*TASK LIST*
(1) Using the text on Wayland's Smithy, explain how the long ridge of white limestone formed, in one to three sentences.
(2) Write the next part of the Wayland's Smithy text, beginning after its last sentence.

*SOURCE TEXT*
[start]
WAYLAND’S SMITHY – A CATHEDRAL OF TREES

In prehistoric times this was a coral reef and a warm shallow sea created the landscape.  Billions of marine organisms left their skeletons behind to create a long ridge of white limestone that stretches from Avebury in Wiltshire 85 miles to  Ivinghoe Beacon in Buckinghamshire.  Over millennia the sea dried and eventually humans arrived  This long hill became a trading route known as The Ridgeway.  Down there on the old ocean floor was deciduous forest intersected with scrub and swamps and all kinds of creatures.  Wolves and bears called this place home and they were formidable hunters.  Their quarry fed humans too: deer and an enormous ox type creature called an auroch.  These fierce animals could disembowel a man with a lunge of their huge horns and then stamp the corpse into the forest floor like an insignificant insect. Unfortunately for them; they tasted good, too good!
[end]
*DATA EXTRACT*
[start]
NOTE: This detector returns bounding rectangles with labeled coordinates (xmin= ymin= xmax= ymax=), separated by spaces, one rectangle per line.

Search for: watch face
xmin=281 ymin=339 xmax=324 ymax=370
[end]
*TASK RESPONSES*
(1) In prehistoric times the area was a coral reef under a warm, shallow sea. Billions of marine organisms left their skeletons behind, and these built up into a long ridge of white limestone that stretches 85 miles from Avebury in Wiltshire to Ivinghoe Beacon in Buckinghamshire.

(2)
Up here on the chalk downland humans could see for miles, this was a safe place.  Hunters could find flints to make tools and start their fires.  Clay from the valley was used to make pots.  They hunted in the forest and traded their prized dogs for spices and shells from traders who had travelled across the ocean and used this ancient path as their route to distant markets.  Life here was pretty good.  The people who lived here almost certainly attended the festivals and feasting at Stonehenge.  They were the ones who built the White Horse that stands watch over Uffington and the vale.  At this time the entire population of the United Kingdom was estimated to be just 25,000 people, please let that sink in for a moment, I’ve been to rock concerts with larger audiences!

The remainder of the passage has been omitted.